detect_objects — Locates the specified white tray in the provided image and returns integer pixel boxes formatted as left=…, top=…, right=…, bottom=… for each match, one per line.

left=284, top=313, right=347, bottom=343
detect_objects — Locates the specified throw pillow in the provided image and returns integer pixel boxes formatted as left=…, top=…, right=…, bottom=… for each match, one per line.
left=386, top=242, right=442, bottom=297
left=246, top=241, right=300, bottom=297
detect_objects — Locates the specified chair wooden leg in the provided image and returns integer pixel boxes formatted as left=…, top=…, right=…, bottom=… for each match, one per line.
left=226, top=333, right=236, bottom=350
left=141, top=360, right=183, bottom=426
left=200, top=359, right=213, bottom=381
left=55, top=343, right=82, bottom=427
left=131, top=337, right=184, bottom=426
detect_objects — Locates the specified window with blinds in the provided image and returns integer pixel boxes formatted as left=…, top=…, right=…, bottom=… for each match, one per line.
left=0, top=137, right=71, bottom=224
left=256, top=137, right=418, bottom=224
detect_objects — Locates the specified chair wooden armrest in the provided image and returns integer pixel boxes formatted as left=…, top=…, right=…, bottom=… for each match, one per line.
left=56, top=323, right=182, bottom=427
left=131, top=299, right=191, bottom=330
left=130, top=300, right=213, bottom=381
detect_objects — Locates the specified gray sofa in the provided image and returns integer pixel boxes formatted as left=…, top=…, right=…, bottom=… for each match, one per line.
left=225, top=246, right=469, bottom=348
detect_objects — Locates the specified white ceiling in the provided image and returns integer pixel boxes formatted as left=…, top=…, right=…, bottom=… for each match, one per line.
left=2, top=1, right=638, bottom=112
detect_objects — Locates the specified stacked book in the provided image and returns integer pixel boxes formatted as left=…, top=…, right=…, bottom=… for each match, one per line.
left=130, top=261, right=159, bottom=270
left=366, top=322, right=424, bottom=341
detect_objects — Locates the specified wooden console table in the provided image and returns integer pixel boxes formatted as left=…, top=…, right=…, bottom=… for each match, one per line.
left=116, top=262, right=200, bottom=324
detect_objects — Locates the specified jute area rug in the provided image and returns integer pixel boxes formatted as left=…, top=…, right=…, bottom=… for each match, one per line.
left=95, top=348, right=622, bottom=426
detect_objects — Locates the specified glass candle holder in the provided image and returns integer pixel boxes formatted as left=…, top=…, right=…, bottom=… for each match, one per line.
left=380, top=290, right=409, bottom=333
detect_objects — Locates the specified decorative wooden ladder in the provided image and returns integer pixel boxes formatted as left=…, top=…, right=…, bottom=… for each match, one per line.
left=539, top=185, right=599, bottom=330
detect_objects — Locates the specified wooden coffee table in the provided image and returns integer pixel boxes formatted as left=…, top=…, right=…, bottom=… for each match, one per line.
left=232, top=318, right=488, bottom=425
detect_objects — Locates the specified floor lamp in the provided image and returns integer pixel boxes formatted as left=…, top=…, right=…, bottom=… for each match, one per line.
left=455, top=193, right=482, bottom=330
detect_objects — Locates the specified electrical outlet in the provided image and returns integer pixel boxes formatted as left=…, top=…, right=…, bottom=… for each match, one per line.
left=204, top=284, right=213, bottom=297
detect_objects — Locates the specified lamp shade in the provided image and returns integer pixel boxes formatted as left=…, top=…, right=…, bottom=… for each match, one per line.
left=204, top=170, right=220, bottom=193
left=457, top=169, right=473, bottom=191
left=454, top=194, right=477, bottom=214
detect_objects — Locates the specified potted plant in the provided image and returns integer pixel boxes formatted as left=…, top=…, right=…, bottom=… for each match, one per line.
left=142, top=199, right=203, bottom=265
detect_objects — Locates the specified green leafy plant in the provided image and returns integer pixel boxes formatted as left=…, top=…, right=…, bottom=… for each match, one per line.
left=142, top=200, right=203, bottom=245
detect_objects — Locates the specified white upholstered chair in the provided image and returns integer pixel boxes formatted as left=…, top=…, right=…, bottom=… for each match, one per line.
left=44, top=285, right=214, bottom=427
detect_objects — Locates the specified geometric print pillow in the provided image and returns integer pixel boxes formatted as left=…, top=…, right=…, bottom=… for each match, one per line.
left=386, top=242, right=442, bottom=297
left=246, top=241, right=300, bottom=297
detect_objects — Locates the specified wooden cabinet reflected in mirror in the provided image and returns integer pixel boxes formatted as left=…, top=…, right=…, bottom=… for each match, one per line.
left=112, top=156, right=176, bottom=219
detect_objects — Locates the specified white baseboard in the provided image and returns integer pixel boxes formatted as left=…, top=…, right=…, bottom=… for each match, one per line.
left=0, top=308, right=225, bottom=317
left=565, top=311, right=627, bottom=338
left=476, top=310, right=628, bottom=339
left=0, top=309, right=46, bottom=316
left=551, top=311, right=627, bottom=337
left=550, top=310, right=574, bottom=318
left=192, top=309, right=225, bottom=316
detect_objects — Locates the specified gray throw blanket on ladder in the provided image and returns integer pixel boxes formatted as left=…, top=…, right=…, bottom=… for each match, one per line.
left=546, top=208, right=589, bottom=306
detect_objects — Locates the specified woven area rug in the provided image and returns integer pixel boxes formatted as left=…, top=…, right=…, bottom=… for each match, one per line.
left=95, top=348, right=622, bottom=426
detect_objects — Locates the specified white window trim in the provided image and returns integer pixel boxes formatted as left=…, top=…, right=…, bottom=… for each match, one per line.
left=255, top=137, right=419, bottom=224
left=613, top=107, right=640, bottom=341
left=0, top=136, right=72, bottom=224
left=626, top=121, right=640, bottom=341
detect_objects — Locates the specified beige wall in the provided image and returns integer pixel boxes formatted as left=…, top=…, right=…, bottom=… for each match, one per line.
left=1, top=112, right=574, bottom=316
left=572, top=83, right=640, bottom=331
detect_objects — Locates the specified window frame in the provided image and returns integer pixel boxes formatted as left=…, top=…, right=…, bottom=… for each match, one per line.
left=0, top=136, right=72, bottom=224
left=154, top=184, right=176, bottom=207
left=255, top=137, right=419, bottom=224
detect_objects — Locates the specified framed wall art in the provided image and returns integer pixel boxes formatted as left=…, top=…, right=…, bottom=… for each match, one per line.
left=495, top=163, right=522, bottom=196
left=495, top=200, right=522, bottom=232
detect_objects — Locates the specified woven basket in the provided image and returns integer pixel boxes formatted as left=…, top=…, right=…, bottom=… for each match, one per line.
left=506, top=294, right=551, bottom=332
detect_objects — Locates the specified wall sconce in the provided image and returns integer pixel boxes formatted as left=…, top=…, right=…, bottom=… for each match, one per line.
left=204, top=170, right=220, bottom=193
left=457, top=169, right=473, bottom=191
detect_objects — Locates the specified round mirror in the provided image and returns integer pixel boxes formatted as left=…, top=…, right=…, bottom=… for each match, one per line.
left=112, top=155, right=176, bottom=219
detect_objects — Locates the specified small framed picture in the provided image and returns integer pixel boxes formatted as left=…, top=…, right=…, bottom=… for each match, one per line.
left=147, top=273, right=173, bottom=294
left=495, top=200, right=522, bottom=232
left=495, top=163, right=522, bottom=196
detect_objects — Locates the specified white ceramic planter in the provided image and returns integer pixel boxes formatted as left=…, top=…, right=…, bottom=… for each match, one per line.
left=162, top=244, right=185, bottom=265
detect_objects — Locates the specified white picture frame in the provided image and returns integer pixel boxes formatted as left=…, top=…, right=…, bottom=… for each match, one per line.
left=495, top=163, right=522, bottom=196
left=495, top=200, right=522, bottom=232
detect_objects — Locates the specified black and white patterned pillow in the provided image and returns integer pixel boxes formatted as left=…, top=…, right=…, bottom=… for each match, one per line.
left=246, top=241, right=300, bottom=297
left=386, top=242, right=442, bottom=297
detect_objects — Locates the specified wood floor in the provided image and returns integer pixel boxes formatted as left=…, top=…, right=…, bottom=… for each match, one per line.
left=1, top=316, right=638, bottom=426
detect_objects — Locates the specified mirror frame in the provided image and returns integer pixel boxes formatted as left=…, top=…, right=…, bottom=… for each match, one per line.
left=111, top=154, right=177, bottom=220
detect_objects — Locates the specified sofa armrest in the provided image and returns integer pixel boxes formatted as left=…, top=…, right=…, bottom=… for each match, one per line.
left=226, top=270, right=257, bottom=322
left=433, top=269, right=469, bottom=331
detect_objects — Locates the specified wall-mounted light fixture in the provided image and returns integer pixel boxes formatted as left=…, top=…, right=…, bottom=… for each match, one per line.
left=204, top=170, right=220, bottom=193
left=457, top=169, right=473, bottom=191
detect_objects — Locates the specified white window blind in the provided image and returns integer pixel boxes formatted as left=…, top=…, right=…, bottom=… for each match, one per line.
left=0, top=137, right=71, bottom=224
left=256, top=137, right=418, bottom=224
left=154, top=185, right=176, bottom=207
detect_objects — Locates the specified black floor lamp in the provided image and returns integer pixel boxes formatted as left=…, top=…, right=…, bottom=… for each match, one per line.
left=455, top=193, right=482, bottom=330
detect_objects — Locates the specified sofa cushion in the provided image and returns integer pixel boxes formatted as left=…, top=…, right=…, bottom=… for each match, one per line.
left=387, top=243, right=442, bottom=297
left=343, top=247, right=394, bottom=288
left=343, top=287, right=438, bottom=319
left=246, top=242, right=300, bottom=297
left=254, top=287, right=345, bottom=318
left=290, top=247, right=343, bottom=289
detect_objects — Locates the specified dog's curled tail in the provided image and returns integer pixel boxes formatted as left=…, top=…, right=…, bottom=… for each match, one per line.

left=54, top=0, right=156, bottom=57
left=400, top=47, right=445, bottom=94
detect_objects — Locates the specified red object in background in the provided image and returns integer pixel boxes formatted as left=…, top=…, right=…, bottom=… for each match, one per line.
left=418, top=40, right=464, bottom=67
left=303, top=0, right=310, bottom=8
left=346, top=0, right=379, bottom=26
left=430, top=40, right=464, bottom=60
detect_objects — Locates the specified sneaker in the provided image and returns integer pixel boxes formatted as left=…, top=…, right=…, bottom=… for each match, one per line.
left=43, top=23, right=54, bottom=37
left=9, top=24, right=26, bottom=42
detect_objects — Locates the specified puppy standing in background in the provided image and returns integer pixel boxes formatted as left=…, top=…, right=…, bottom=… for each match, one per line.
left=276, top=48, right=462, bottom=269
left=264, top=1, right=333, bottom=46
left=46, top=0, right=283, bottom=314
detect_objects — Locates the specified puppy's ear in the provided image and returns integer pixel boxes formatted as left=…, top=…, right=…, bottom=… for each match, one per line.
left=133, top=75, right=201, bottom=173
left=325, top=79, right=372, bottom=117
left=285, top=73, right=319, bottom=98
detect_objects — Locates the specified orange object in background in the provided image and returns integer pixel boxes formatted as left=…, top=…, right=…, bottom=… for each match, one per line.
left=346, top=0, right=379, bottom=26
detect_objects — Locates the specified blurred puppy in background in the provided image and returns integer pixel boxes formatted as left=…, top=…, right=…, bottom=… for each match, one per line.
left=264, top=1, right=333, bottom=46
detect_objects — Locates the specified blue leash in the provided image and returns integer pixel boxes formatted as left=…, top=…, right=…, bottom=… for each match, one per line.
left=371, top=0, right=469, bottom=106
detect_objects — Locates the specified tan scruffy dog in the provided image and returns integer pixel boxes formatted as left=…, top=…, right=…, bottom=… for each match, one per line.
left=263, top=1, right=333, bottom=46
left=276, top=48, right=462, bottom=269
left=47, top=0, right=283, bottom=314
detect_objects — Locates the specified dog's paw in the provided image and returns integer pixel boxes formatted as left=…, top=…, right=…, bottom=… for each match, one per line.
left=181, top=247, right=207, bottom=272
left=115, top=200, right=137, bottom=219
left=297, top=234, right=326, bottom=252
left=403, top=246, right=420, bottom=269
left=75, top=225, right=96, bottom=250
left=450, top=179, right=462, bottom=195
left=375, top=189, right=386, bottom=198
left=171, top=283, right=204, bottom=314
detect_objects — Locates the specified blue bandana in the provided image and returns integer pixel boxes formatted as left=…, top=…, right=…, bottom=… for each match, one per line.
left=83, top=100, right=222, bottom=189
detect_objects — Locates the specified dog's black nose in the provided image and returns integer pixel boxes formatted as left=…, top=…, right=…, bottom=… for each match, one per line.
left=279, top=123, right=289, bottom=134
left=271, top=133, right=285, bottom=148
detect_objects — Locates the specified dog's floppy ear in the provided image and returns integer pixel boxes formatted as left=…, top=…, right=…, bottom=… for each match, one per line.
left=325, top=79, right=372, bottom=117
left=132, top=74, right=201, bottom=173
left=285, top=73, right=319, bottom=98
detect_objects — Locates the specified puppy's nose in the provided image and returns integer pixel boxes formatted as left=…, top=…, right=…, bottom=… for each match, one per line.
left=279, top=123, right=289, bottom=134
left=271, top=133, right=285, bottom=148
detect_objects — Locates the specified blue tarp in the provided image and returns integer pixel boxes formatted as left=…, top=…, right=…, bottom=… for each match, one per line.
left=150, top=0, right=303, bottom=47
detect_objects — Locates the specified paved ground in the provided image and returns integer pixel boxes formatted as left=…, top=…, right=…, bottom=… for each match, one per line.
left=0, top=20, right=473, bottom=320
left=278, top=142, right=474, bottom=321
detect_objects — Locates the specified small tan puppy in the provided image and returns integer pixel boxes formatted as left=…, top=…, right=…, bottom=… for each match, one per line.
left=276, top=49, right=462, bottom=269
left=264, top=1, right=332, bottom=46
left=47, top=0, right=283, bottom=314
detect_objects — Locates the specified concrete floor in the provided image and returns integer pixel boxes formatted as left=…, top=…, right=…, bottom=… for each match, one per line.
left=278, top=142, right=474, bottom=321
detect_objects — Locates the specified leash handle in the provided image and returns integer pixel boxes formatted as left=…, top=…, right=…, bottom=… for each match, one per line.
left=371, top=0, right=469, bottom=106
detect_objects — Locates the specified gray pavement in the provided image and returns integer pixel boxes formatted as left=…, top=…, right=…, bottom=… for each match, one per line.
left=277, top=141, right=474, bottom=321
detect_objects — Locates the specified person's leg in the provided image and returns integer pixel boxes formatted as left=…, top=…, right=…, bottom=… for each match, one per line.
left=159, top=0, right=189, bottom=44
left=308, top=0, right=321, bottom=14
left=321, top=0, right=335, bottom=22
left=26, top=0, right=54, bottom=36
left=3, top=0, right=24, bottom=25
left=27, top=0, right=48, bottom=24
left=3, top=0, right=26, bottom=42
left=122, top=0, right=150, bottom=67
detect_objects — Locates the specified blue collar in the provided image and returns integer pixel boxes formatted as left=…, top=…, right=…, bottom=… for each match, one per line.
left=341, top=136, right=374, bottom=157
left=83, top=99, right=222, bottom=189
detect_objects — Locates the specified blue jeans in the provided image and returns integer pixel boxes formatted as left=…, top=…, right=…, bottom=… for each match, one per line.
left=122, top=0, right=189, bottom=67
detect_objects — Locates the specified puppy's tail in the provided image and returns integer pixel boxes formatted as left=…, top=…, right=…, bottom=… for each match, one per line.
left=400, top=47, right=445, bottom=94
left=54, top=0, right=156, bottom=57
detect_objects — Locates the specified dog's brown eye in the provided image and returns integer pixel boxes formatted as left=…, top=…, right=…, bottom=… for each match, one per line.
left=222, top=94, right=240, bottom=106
----------
Write the line containing "detect_objects — Locates the specified puppy's tail" and all the lines after it out again, word for word, through the end of the material, and nothing besides.

detect_objects — Locates the specified puppy's tail in the provided image and returns integer pixel boxes formatted as left=…, top=…, right=…, bottom=… for each match, one per line.
left=400, top=47, right=445, bottom=94
left=54, top=0, right=156, bottom=57
detect_objects — Locates the specified dog's brown eye in the provided image and returns integer pixel boxes formatted as left=…, top=…, right=…, bottom=… for each match, one per line.
left=222, top=94, right=240, bottom=106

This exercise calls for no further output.